Document segment
— Begin —

I'm not saying Mossberg is the greatest but it will work ...


As for dogs to dogs to each his own . 


Andy


----------



## bombcast (Sep 16, 2003)

Personality-wise I love springers. They are fun-loving, sometimes jsut plain goofy. I love the breed. That said, I have owned 2 and they are the last springers I'll own. My father-in-law is a professional dog trainer, and I was lucky enough to have been given a beautiful, sweet-tempered GSP bitch. I have fallen head over heels for her and the breed. 

She does everything I have asked her to do. She adjusts her gait to the grouse woods nicely- a methodical cruise basically, and she opens it up full throttle when we chase pheasants. I started waterfowling with her without any training except swimming after tennis balls and bumpers in Lk. Michigan, and she's retrieved dozens of ducks and geese in the past 2 years. I have learned to watch her when we duck hunt- 90% of the time she sees incoming birds before I do.


----------



## pporonto (Oct 8, 2003)

Steelheadfred said:


> I bet you only hunt with SXS's and look down at those that shoot grouse over flushing dogs, careful, some day a shorthair might not only out find, point, retrieve, but kick your pansy setters ass, while the shorthairs owner out shoots you with his lowely Mossberg.

— End —

Records supplied
— Begin —

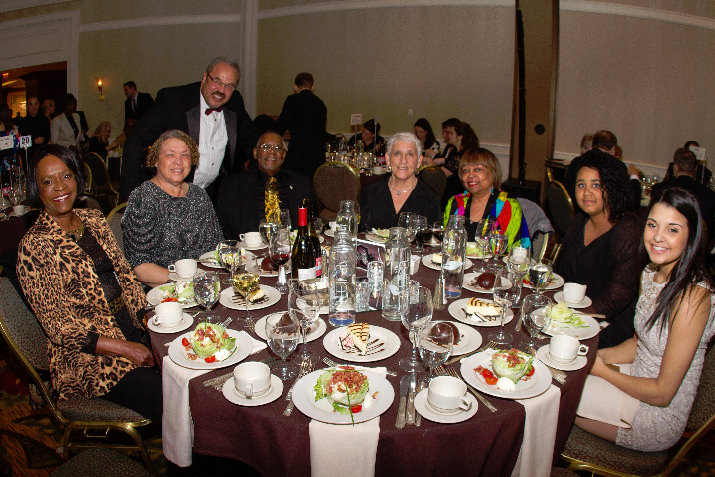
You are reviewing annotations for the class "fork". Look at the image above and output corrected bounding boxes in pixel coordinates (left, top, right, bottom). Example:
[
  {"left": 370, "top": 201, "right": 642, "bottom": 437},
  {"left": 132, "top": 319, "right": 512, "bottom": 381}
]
[
  {"left": 283, "top": 360, "right": 313, "bottom": 416},
  {"left": 435, "top": 366, "right": 497, "bottom": 412}
]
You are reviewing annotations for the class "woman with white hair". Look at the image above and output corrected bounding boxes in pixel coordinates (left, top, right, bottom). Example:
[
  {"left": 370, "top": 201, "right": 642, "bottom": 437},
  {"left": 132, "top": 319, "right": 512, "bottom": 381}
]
[{"left": 360, "top": 132, "right": 440, "bottom": 230}]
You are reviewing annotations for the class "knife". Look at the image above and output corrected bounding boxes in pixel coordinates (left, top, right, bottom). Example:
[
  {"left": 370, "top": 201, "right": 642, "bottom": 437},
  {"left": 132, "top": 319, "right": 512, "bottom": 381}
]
[{"left": 395, "top": 374, "right": 410, "bottom": 429}]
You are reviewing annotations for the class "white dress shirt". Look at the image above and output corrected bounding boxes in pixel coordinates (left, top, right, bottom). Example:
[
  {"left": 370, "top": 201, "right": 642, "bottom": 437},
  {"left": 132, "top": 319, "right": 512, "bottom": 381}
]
[{"left": 194, "top": 93, "right": 228, "bottom": 189}]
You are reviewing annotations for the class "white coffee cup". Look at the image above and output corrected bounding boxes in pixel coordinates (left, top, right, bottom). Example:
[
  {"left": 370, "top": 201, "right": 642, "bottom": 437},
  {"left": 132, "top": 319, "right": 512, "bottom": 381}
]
[
  {"left": 427, "top": 376, "right": 472, "bottom": 413},
  {"left": 564, "top": 282, "right": 586, "bottom": 305},
  {"left": 233, "top": 361, "right": 271, "bottom": 399},
  {"left": 549, "top": 335, "right": 588, "bottom": 364},
  {"left": 154, "top": 301, "right": 184, "bottom": 328},
  {"left": 239, "top": 232, "right": 263, "bottom": 247},
  {"left": 169, "top": 258, "right": 197, "bottom": 278}
]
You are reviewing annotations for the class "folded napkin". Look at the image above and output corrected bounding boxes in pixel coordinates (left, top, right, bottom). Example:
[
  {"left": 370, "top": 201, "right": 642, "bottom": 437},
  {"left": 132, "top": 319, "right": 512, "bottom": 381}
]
[
  {"left": 308, "top": 366, "right": 387, "bottom": 477},
  {"left": 161, "top": 331, "right": 266, "bottom": 467},
  {"left": 511, "top": 384, "right": 561, "bottom": 477}
]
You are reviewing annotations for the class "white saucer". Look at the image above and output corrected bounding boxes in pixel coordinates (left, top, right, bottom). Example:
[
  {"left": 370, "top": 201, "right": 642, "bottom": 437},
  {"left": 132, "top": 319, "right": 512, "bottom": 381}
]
[
  {"left": 169, "top": 268, "right": 206, "bottom": 282},
  {"left": 222, "top": 374, "right": 283, "bottom": 407},
  {"left": 146, "top": 313, "right": 194, "bottom": 333},
  {"left": 415, "top": 389, "right": 479, "bottom": 424},
  {"left": 536, "top": 345, "right": 588, "bottom": 371},
  {"left": 554, "top": 291, "right": 593, "bottom": 308}
]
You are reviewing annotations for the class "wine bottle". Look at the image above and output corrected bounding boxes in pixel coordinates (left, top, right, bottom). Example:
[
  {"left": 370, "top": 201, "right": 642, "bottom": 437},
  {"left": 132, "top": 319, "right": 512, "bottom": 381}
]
[{"left": 290, "top": 207, "right": 315, "bottom": 280}]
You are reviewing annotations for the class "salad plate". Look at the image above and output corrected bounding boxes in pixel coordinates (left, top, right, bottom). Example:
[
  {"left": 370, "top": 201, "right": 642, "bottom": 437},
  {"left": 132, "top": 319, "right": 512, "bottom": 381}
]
[
  {"left": 255, "top": 311, "right": 328, "bottom": 343},
  {"left": 415, "top": 389, "right": 479, "bottom": 424},
  {"left": 536, "top": 345, "right": 588, "bottom": 371},
  {"left": 293, "top": 369, "right": 395, "bottom": 424},
  {"left": 554, "top": 292, "right": 593, "bottom": 309},
  {"left": 447, "top": 298, "right": 514, "bottom": 326},
  {"left": 543, "top": 315, "right": 601, "bottom": 340},
  {"left": 146, "top": 282, "right": 197, "bottom": 308},
  {"left": 323, "top": 325, "right": 400, "bottom": 363},
  {"left": 221, "top": 374, "right": 283, "bottom": 407},
  {"left": 522, "top": 272, "right": 564, "bottom": 290},
  {"left": 146, "top": 313, "right": 194, "bottom": 334},
  {"left": 422, "top": 252, "right": 472, "bottom": 271},
  {"left": 169, "top": 329, "right": 253, "bottom": 369},
  {"left": 460, "top": 349, "right": 551, "bottom": 399},
  {"left": 218, "top": 285, "right": 281, "bottom": 310}
]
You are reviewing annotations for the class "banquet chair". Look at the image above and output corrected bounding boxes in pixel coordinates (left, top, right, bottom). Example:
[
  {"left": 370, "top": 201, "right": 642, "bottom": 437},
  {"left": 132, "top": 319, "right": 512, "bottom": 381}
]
[
  {"left": 417, "top": 166, "right": 447, "bottom": 202},
  {"left": 313, "top": 161, "right": 360, "bottom": 222},
  {"left": 107, "top": 202, "right": 127, "bottom": 252},
  {"left": 0, "top": 278, "right": 154, "bottom": 473},
  {"left": 546, "top": 181, "right": 574, "bottom": 237},
  {"left": 561, "top": 346, "right": 715, "bottom": 477}
]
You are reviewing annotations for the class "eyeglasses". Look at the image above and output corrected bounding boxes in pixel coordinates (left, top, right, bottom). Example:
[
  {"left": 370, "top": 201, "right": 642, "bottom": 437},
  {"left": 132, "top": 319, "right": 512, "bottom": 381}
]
[{"left": 206, "top": 71, "right": 238, "bottom": 91}]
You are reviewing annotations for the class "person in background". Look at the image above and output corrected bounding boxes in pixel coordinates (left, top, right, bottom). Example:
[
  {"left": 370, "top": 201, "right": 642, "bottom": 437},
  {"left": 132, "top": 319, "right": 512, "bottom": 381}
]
[
  {"left": 276, "top": 73, "right": 328, "bottom": 178},
  {"left": 17, "top": 144, "right": 162, "bottom": 422},
  {"left": 575, "top": 187, "right": 715, "bottom": 452},
  {"left": 216, "top": 131, "right": 313, "bottom": 240},
  {"left": 122, "top": 130, "right": 222, "bottom": 287},
  {"left": 414, "top": 118, "right": 439, "bottom": 162},
  {"left": 443, "top": 147, "right": 531, "bottom": 250},
  {"left": 554, "top": 149, "right": 645, "bottom": 348},
  {"left": 360, "top": 132, "right": 440, "bottom": 230}
]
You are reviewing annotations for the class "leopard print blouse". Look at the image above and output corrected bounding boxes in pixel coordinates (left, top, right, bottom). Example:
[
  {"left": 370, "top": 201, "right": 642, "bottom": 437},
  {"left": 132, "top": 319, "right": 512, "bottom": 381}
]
[{"left": 17, "top": 209, "right": 146, "bottom": 399}]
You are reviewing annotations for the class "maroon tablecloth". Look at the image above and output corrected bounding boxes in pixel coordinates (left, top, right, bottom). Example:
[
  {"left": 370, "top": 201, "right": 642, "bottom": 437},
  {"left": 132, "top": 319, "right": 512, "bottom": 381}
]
[{"left": 151, "top": 244, "right": 598, "bottom": 477}]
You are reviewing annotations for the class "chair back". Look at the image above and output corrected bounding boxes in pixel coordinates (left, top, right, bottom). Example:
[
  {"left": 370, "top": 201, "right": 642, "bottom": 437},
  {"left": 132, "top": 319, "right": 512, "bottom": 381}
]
[
  {"left": 417, "top": 165, "right": 447, "bottom": 202},
  {"left": 313, "top": 161, "right": 360, "bottom": 220},
  {"left": 546, "top": 181, "right": 574, "bottom": 237}
]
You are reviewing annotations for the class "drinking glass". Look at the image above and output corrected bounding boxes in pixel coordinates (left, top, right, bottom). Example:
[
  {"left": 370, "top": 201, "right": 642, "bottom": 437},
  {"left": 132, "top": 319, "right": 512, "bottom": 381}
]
[
  {"left": 521, "top": 295, "right": 553, "bottom": 353},
  {"left": 399, "top": 285, "right": 432, "bottom": 373},
  {"left": 419, "top": 321, "right": 454, "bottom": 382},
  {"left": 233, "top": 254, "right": 260, "bottom": 330},
  {"left": 266, "top": 313, "right": 300, "bottom": 381},
  {"left": 194, "top": 272, "right": 221, "bottom": 323},
  {"left": 268, "top": 227, "right": 291, "bottom": 293},
  {"left": 529, "top": 259, "right": 552, "bottom": 295},
  {"left": 288, "top": 278, "right": 320, "bottom": 362},
  {"left": 489, "top": 270, "right": 521, "bottom": 345}
]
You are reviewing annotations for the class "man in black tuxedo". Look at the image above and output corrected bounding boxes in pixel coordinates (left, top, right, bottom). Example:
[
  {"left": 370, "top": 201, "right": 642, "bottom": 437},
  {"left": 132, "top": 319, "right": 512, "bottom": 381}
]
[
  {"left": 216, "top": 131, "right": 313, "bottom": 239},
  {"left": 277, "top": 73, "right": 328, "bottom": 177},
  {"left": 124, "top": 81, "right": 154, "bottom": 124},
  {"left": 119, "top": 57, "right": 256, "bottom": 201}
]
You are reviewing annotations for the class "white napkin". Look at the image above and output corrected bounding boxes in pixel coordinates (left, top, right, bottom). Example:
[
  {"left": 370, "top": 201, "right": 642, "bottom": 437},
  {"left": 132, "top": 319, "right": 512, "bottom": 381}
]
[
  {"left": 161, "top": 331, "right": 267, "bottom": 467},
  {"left": 308, "top": 366, "right": 387, "bottom": 477}
]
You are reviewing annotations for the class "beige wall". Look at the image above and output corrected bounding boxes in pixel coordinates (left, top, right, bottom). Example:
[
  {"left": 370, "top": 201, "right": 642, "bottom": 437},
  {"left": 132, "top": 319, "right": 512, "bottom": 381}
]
[{"left": 0, "top": 0, "right": 715, "bottom": 176}]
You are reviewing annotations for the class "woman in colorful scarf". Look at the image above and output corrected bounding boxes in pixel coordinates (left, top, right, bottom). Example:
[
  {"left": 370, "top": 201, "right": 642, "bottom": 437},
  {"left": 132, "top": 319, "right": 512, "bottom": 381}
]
[{"left": 444, "top": 147, "right": 531, "bottom": 250}]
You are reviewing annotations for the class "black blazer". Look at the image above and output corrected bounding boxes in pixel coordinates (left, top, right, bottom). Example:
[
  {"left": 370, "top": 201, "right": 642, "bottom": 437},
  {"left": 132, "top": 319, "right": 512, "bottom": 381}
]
[
  {"left": 119, "top": 82, "right": 258, "bottom": 201},
  {"left": 124, "top": 93, "right": 154, "bottom": 123}
]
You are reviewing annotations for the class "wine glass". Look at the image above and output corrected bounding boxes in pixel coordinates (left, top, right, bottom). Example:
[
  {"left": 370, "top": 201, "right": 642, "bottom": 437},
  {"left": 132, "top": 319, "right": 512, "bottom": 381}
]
[
  {"left": 521, "top": 295, "right": 553, "bottom": 353},
  {"left": 399, "top": 286, "right": 432, "bottom": 373},
  {"left": 489, "top": 270, "right": 521, "bottom": 345},
  {"left": 419, "top": 321, "right": 454, "bottom": 382},
  {"left": 266, "top": 313, "right": 300, "bottom": 381},
  {"left": 218, "top": 240, "right": 241, "bottom": 286},
  {"left": 529, "top": 259, "right": 552, "bottom": 295},
  {"left": 268, "top": 227, "right": 291, "bottom": 293},
  {"left": 288, "top": 278, "right": 320, "bottom": 362},
  {"left": 194, "top": 272, "right": 221, "bottom": 323},
  {"left": 233, "top": 254, "right": 260, "bottom": 330}
]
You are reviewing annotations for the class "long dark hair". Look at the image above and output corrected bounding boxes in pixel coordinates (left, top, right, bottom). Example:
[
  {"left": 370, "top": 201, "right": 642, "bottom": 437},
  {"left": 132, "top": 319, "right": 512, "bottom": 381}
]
[{"left": 641, "top": 187, "right": 715, "bottom": 333}]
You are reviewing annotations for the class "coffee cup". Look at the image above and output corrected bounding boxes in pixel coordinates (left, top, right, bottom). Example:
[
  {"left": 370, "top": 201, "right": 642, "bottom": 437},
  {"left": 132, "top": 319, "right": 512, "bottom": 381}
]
[
  {"left": 233, "top": 361, "right": 271, "bottom": 399},
  {"left": 154, "top": 301, "right": 184, "bottom": 328},
  {"left": 564, "top": 282, "right": 586, "bottom": 305},
  {"left": 239, "top": 232, "right": 263, "bottom": 247},
  {"left": 169, "top": 258, "right": 197, "bottom": 279},
  {"left": 427, "top": 376, "right": 472, "bottom": 413},
  {"left": 549, "top": 335, "right": 588, "bottom": 364}
]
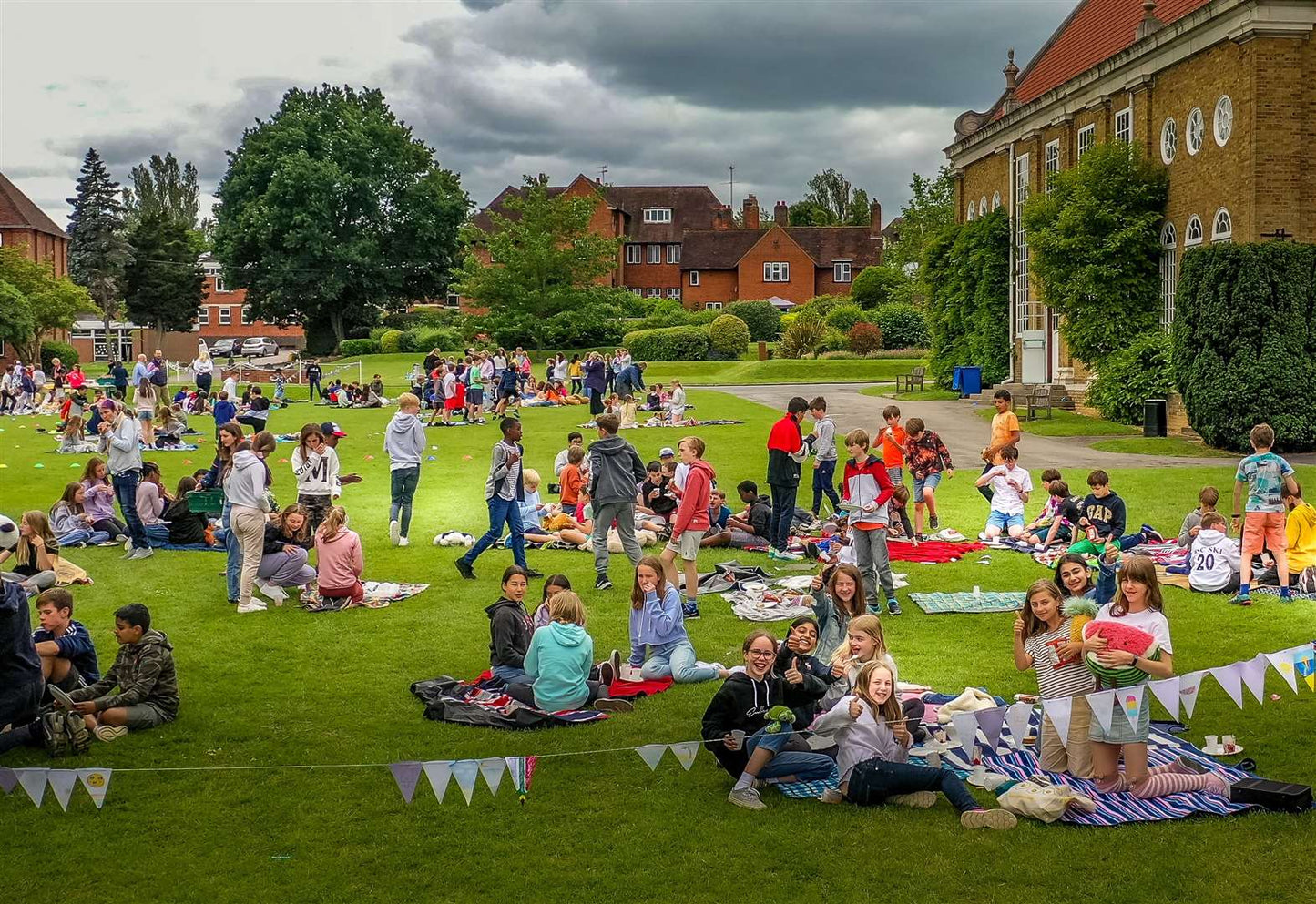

— End —

Task set
**1)** In the hunting dog thread, how many springers has bombcast owned?
**2)** Gather each line of the records that contains the string "chair". Case counts.
The hunting dog thread and the records have nothing to do with each other.

The solutions
**1)** Two.

**2)**
You are reviewing annotations for the class "banquet chair". Look at the image above and output corrected bounding boxes in pixel coordinates (left, top, right, bottom). Example:
You are reviewing annotations for the class "chair back". Look at the image above and output corrected bounding boxes in pixel coordinates (left, top, right, bottom). Example:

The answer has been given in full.